Task to carry out — All lines from the line containing "Could you mark every instance of the framed" up to and including the last line of the listing below should be echoed exactly; no other lines belong in the response.
[BEGIN Information shown]
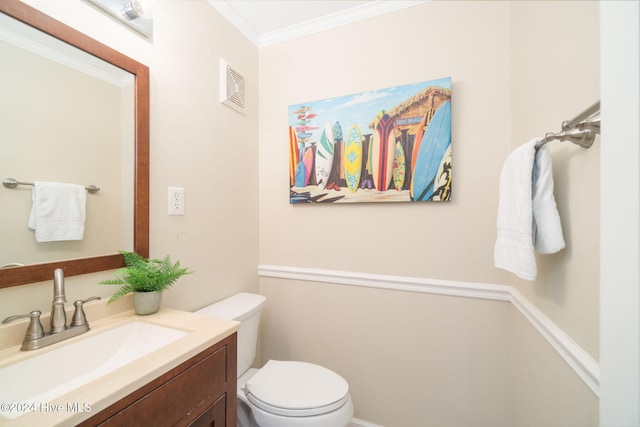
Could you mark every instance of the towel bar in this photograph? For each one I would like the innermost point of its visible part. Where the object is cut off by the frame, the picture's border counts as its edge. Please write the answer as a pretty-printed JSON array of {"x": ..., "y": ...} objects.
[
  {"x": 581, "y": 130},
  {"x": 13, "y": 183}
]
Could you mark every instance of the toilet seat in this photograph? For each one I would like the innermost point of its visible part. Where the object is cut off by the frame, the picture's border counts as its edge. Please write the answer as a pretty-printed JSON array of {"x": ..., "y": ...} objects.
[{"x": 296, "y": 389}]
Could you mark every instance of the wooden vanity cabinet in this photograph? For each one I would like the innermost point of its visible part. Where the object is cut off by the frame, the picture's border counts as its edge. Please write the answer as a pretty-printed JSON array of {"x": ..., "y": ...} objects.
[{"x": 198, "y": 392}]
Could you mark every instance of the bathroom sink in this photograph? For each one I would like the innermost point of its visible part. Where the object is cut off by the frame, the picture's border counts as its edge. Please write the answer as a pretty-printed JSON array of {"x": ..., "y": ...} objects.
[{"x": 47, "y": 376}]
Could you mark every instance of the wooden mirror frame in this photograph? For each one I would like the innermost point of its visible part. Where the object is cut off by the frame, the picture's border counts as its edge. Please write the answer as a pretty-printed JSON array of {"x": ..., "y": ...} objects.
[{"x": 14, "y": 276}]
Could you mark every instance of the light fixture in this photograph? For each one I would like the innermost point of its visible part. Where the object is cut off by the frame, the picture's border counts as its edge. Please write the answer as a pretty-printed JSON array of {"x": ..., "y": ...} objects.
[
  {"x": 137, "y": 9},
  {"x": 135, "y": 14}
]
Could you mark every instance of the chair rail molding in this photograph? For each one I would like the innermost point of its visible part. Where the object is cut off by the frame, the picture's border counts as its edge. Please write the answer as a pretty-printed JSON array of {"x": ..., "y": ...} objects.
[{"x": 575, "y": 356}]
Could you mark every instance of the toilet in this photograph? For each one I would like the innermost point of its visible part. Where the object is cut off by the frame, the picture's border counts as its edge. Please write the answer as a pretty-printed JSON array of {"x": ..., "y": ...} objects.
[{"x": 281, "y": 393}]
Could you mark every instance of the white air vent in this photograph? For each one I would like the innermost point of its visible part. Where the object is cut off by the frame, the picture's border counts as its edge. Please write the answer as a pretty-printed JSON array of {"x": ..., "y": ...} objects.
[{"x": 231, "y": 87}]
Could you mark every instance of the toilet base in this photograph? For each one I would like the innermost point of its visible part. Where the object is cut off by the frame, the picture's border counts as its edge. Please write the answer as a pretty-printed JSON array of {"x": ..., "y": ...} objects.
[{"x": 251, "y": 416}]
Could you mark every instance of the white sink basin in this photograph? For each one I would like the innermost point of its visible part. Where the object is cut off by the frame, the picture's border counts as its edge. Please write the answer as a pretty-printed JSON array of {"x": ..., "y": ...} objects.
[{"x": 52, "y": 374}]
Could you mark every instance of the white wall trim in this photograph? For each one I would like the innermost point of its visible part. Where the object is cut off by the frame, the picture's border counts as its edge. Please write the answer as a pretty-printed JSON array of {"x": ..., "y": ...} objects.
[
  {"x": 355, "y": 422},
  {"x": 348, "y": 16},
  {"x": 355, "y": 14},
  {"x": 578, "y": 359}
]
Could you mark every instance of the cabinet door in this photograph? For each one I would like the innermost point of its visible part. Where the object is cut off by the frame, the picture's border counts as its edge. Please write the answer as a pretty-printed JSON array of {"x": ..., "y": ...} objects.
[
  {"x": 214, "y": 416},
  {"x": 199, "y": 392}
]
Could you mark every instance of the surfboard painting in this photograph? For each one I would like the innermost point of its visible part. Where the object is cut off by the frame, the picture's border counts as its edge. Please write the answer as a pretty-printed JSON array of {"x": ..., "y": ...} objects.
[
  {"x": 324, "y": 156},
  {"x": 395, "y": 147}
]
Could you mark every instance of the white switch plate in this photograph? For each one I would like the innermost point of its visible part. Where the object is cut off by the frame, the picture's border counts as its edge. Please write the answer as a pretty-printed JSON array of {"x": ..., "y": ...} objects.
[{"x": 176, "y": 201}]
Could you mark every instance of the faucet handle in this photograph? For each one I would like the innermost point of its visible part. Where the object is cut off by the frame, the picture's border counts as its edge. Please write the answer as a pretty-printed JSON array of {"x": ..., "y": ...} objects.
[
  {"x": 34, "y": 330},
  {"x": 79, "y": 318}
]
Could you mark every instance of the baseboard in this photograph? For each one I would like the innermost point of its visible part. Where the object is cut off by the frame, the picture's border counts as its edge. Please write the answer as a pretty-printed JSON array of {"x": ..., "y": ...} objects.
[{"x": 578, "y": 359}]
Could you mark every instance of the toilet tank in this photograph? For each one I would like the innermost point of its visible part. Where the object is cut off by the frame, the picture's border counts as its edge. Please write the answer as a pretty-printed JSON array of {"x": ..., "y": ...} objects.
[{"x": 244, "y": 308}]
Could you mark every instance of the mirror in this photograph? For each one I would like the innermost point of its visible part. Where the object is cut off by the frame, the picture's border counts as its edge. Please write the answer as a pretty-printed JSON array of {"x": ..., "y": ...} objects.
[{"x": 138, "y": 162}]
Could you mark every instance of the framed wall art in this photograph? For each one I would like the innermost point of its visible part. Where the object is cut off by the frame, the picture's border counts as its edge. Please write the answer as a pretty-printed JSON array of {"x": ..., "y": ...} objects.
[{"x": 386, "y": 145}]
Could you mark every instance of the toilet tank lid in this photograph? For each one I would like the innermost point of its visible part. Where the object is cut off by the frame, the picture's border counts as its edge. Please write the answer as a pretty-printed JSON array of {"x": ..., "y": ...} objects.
[END Information shown]
Answer in full —
Could you mark every instance of the framed wall art in this photograph? For each one I would like the innermost point of its visible part. Where the object is cut off by the frame, the picture's border counts as its edge. Please write the answer as a pretty-printed JSON array of {"x": ..., "y": ...} objects.
[{"x": 386, "y": 145}]
Could you mark every instance of the toilet tank lid in this photograph? For each one I would like the innermost point of its visible part. Where the object is cut off by the frame, the picture's border counts as its edge. Please write the answer as a pretty-printed JSON array of {"x": ..., "y": ...} objects.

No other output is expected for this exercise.